SELECTED EXTRACT:
● ● ● ● ● ● ●

I walked past a sort of depot where the fishing boats unload their stock, where men in rubber boots walk around with big steel hooks in their hands, or shovel ice over that day's catch. Through the window, I could see that there was one old guy hobbling along, but keeping in step with me (he couldn't, or didn't, see me) and I boggled at how different his life was from mine but how we could still walk together-ish along the same patch of ground.

I met up with Mr Shin, my head teacher, at the ferry terminal and we got our tickets and waited for the ferry, surrounded by the ancient generation - poor women in mismatched clothes carrying too-heavy loads. Bringing fish or fruit to and from the islands. Mr Shin began doing Tai-chi moves as we waited and you could almost feel a wave of peace come off him.

When the ferry finally arrived, 10 minutes late, we ran aboard, nearly outrun by the women bent double under boxes and bags.

Arriving at the island, I was happy to notice that there was no car waiting for us, and we would have to walk the narrow concrete pathways, snaking through the rice paddies, to reach the school.

● ● ● ● ● ● ●

STORED DATA:
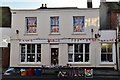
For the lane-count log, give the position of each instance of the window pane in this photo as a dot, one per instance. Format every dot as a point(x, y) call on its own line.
point(110, 57)
point(78, 58)
point(22, 57)
point(54, 24)
point(70, 47)
point(33, 48)
point(70, 58)
point(28, 48)
point(86, 48)
point(78, 23)
point(39, 48)
point(86, 57)
point(22, 48)
point(31, 23)
point(30, 57)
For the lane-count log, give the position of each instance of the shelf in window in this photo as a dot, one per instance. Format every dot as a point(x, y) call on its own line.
point(79, 33)
point(54, 34)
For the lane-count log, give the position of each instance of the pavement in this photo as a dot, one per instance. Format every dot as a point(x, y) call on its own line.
point(98, 74)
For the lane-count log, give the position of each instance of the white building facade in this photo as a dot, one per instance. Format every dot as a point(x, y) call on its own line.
point(60, 36)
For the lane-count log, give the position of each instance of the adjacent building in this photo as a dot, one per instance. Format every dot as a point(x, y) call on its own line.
point(5, 31)
point(110, 20)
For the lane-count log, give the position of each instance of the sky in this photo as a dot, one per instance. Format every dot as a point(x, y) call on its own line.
point(34, 4)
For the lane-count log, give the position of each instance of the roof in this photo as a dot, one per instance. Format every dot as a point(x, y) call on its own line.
point(113, 5)
point(54, 8)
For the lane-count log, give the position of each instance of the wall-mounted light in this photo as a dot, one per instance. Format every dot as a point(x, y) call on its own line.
point(17, 31)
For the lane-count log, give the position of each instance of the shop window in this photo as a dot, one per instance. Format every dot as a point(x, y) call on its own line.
point(78, 23)
point(106, 53)
point(30, 52)
point(31, 24)
point(54, 24)
point(78, 52)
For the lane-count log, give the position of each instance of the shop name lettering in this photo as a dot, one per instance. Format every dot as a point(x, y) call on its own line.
point(53, 40)
point(92, 21)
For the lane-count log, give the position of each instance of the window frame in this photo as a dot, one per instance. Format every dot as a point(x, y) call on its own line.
point(83, 53)
point(26, 62)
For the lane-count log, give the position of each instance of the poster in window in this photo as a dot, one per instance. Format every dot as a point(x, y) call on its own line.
point(78, 23)
point(31, 24)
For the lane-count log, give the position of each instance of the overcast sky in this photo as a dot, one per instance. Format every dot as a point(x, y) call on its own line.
point(34, 4)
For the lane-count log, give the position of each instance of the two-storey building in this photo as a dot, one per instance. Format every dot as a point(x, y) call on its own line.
point(110, 20)
point(60, 36)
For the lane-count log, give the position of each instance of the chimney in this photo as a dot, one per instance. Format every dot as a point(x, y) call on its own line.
point(102, 0)
point(42, 5)
point(89, 3)
point(45, 5)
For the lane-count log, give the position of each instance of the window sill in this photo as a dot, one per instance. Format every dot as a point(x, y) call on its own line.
point(78, 33)
point(30, 62)
point(107, 63)
point(54, 34)
point(29, 34)
point(78, 62)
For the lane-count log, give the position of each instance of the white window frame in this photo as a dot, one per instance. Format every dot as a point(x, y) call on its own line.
point(113, 54)
point(73, 57)
point(26, 55)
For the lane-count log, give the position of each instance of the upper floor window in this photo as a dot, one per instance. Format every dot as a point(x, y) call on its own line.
point(54, 24)
point(119, 20)
point(106, 53)
point(31, 24)
point(78, 23)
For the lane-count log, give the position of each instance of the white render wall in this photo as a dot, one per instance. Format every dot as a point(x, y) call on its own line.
point(65, 30)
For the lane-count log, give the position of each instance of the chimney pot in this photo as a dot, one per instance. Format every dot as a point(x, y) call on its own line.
point(45, 5)
point(89, 3)
point(42, 5)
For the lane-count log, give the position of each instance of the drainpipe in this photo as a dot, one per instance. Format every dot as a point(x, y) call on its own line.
point(116, 51)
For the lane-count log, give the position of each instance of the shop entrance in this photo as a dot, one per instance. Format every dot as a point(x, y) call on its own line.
point(54, 56)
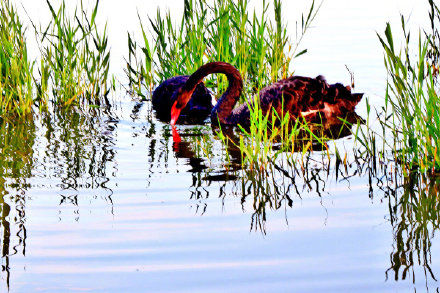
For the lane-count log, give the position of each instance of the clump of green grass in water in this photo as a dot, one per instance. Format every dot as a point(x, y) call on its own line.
point(16, 80)
point(216, 30)
point(412, 95)
point(75, 59)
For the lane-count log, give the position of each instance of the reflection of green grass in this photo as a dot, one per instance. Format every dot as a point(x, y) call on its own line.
point(415, 216)
point(15, 68)
point(217, 30)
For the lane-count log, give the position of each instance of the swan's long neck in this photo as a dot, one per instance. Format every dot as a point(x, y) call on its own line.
point(225, 105)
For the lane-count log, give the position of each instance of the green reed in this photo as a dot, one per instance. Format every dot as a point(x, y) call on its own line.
point(16, 80)
point(412, 96)
point(75, 58)
point(216, 30)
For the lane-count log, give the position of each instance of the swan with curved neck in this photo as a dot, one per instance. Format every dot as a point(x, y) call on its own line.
point(311, 98)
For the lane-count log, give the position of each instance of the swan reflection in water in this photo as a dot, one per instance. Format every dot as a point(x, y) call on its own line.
point(413, 200)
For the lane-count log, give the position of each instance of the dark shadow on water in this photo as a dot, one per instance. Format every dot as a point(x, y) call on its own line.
point(16, 164)
point(73, 153)
point(414, 205)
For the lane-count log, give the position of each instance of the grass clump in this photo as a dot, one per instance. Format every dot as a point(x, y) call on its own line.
point(75, 58)
point(412, 95)
point(216, 30)
point(16, 80)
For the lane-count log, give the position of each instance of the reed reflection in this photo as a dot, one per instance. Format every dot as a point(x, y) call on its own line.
point(17, 142)
point(414, 204)
point(79, 151)
point(415, 217)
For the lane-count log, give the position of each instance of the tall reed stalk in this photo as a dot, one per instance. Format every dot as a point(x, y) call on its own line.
point(16, 80)
point(75, 58)
point(216, 30)
point(412, 95)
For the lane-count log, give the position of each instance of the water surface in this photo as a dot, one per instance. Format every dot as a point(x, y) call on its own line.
point(110, 204)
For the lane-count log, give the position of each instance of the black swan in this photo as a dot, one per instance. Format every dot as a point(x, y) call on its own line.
point(197, 109)
point(311, 98)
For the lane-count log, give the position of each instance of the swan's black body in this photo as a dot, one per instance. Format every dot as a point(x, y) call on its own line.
point(196, 111)
point(311, 98)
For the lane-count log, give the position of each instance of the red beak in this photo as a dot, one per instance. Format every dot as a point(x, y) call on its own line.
point(176, 136)
point(174, 114)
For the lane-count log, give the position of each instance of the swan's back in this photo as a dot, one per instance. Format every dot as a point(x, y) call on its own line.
point(311, 98)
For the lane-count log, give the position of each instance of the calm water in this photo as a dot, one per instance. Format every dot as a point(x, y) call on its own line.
point(110, 204)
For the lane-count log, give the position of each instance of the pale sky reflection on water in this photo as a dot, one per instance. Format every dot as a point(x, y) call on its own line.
point(151, 237)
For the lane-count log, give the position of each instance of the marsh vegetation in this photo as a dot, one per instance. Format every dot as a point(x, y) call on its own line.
point(65, 144)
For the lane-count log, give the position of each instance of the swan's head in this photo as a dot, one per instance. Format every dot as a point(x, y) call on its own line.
point(182, 98)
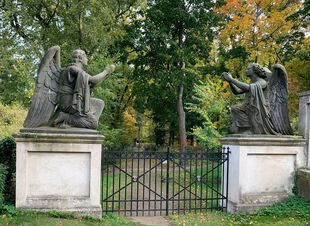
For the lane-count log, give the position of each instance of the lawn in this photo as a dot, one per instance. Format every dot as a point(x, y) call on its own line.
point(29, 218)
point(293, 211)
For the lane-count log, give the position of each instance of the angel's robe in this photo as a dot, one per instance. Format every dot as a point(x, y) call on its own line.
point(74, 99)
point(254, 114)
point(259, 113)
point(74, 91)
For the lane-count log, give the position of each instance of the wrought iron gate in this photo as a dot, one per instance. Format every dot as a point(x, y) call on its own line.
point(160, 182)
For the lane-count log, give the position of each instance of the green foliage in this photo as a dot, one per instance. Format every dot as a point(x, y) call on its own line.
point(52, 218)
point(212, 105)
point(169, 50)
point(3, 173)
point(8, 158)
point(114, 138)
point(11, 119)
point(292, 211)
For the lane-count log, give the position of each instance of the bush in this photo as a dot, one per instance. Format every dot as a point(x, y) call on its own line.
point(8, 159)
point(3, 172)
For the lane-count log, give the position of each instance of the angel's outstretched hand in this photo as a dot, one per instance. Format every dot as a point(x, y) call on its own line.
point(110, 68)
point(227, 76)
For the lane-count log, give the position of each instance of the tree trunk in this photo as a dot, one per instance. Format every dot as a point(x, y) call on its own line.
point(181, 118)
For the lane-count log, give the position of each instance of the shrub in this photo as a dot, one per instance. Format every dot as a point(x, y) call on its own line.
point(3, 172)
point(8, 159)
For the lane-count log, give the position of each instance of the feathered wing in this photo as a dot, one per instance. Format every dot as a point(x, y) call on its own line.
point(278, 96)
point(44, 99)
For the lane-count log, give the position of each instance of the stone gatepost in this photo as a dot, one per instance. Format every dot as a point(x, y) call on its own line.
point(59, 169)
point(261, 169)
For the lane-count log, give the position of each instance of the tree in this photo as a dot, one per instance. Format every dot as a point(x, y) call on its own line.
point(169, 40)
point(261, 27)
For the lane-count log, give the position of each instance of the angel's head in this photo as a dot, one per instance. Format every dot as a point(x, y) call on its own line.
point(256, 69)
point(79, 56)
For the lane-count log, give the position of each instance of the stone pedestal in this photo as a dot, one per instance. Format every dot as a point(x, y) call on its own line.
point(59, 169)
point(261, 169)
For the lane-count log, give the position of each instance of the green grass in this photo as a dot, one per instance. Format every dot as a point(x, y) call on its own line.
point(55, 218)
point(213, 179)
point(293, 211)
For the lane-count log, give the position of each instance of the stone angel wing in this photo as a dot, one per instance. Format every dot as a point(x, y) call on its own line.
point(44, 99)
point(278, 95)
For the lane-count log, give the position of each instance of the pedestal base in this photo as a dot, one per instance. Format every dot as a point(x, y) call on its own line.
point(59, 169)
point(261, 169)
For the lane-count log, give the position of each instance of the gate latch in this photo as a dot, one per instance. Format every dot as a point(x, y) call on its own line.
point(134, 178)
point(166, 179)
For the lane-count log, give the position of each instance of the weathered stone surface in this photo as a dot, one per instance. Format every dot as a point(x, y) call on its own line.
point(261, 169)
point(304, 120)
point(264, 110)
point(59, 171)
point(303, 183)
point(62, 96)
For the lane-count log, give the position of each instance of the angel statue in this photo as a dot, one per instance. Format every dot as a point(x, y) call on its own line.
point(62, 96)
point(265, 108)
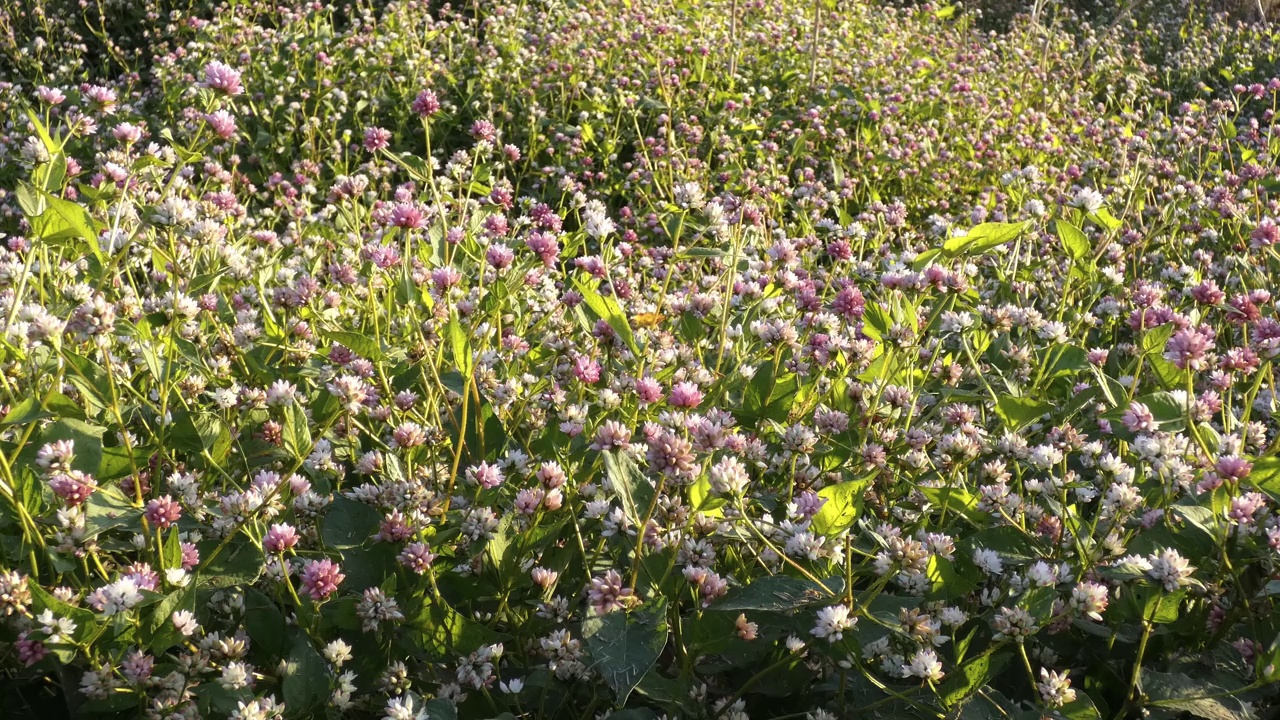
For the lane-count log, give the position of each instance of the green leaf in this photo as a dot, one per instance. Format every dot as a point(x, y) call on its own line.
point(62, 219)
point(983, 237)
point(844, 504)
point(1018, 411)
point(361, 345)
point(1265, 475)
point(771, 393)
point(1176, 691)
point(87, 438)
point(606, 308)
point(306, 678)
point(1106, 219)
point(201, 432)
point(1269, 662)
point(238, 564)
point(296, 432)
point(972, 677)
point(348, 523)
point(444, 632)
point(625, 645)
point(265, 623)
point(778, 593)
point(1074, 241)
point(460, 345)
point(109, 509)
point(632, 490)
point(702, 500)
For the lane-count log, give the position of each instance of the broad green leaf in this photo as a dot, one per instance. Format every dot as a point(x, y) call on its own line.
point(607, 309)
point(1074, 241)
point(109, 509)
point(460, 345)
point(624, 646)
point(632, 490)
point(87, 438)
point(1018, 411)
point(983, 237)
point(360, 343)
point(238, 564)
point(778, 593)
point(970, 677)
point(296, 433)
point(265, 623)
point(1180, 692)
point(1265, 475)
point(702, 500)
point(348, 523)
point(306, 677)
point(201, 432)
point(844, 504)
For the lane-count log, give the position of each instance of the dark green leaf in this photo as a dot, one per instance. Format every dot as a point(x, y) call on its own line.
point(624, 646)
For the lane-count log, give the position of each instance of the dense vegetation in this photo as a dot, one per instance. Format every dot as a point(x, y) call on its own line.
point(613, 359)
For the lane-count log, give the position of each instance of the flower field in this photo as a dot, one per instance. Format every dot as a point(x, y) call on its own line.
point(584, 359)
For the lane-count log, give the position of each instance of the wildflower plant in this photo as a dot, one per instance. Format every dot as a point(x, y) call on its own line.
point(592, 359)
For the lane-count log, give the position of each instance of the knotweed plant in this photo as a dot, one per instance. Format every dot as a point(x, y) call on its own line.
point(595, 359)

● ● ● ● ● ● ●

THE TASKS:
**A)** In the ferry trip account, how late did the ferry arrive?
**B)** Please write out the ferry trip account word for word, starting at "I met up with" and ending at "come off him.".

PER-TASK OUTPUTS:
**A)** 10 minutes late.

**B)**
I met up with Mr Shin, my head teacher, at the ferry terminal and we got our tickets and waited for the ferry, surrounded by the ancient generation - poor women in mismatched clothes carrying too-heavy loads. Bringing fish or fruit to and from the islands. Mr Shin began doing Tai-chi moves as we waited and you could almost feel a wave of peace come off him.